■ Parts of the exercise:
- A) In the article on long-term care financing, what was the value of the free care that unpaid caregivers provided in 2006?
- B) Carry the long-term care financing article forward from its last sentence.

____ Source document

A late 2008 Avalere Health study and chart book commissioned by Long Beach healthcare nonprofit, The SCAN Foundation, contains information that appears to have surprised a lot of people connected with the long-term care industry. The analysis, “Long Term Care: an Essential Element of Healthcare Reform,” reported that seniors, people with disabilities and their families in the United States pay nearly 30 percent of LTC services out of their own pockets – nearly 10 percent more than previous estimates.
In dollars, that means that in 2006, the most recent year figures are available, individuals and their families provided $64 billion out of their own assets to pay for long-term care. Unpaid caregivers, usually family members sacrificing time and resources to care for loved ones at home, provided $350 billion worth of free care. In comparison, private health and LTC insurance contributed slightly more than $16 billion.
The study, which intended to look at Medicare and Medicaid contributions to long-term care in order to propose policy changes, included the private contributions because the figures was so startling to even seasoned policymakers.
“To finance these contributions, most seniors and their families rely on home equity, income from adult children, or retirement savings,” Avalere Health wrote in a press release earlier this month. “All of these asset classes have lost considerable value over the past year, resulting in diminishing funding capacity in the face of a rapidly growing long-term care population.”

________
____ Data for analysis

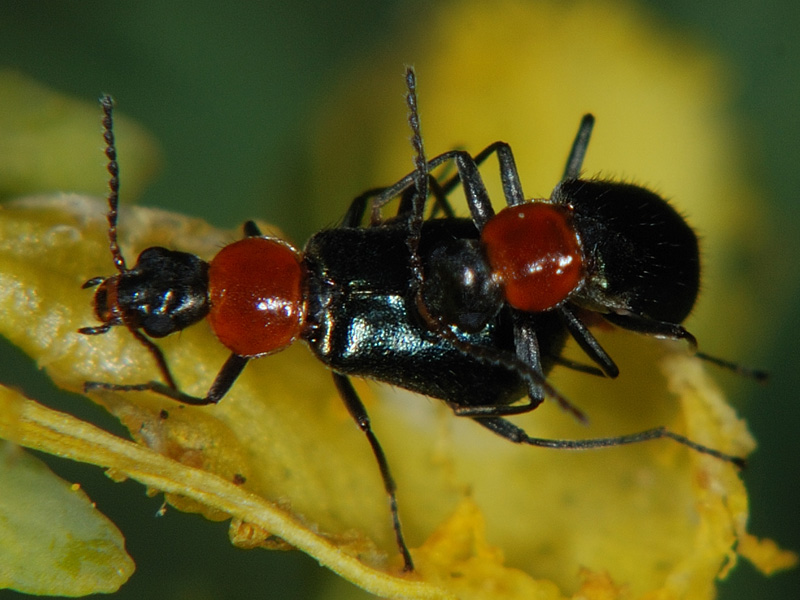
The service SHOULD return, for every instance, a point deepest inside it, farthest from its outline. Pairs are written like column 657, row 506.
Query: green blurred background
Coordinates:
column 229, row 90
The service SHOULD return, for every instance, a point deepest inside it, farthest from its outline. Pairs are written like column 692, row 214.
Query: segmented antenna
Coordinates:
column 107, row 103
column 420, row 180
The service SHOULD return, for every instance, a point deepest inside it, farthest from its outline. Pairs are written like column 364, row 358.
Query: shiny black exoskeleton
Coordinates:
column 362, row 317
column 409, row 301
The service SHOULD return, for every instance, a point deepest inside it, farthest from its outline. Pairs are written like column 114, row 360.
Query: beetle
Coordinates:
column 374, row 301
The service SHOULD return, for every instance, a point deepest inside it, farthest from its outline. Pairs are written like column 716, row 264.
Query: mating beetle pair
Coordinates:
column 474, row 311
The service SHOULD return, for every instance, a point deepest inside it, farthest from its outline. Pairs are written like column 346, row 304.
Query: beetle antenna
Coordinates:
column 107, row 103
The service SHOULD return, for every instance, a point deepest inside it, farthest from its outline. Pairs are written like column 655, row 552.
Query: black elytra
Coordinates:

________

■ Outputs in order:
- A) $350 billion

- B)
The reason private insurance’s contribution to pay for long-term care is so low is twofold. Too few people purchase LTC coverage because it has been too expensive. During the past couple of years, states have partnered with LTC carriers to make coverage more affordable. These policies are worth considering.
The second reason is that insurers are experts at finding ways to delay and deny LTC benefits. If you are old or sick, they figure time is on their side. Some LTC carriers had undercapitalized or spun-off their LTC divisions in such a way that their funds may not outlast their pool of policyholders.
Yet despite these drawbacks, the alternative is far bleaker. Better to purchase LTC coverage now and fight the company for benefits later, than become part of that rapidly growing percentage of people exhausting their assets to pay for care.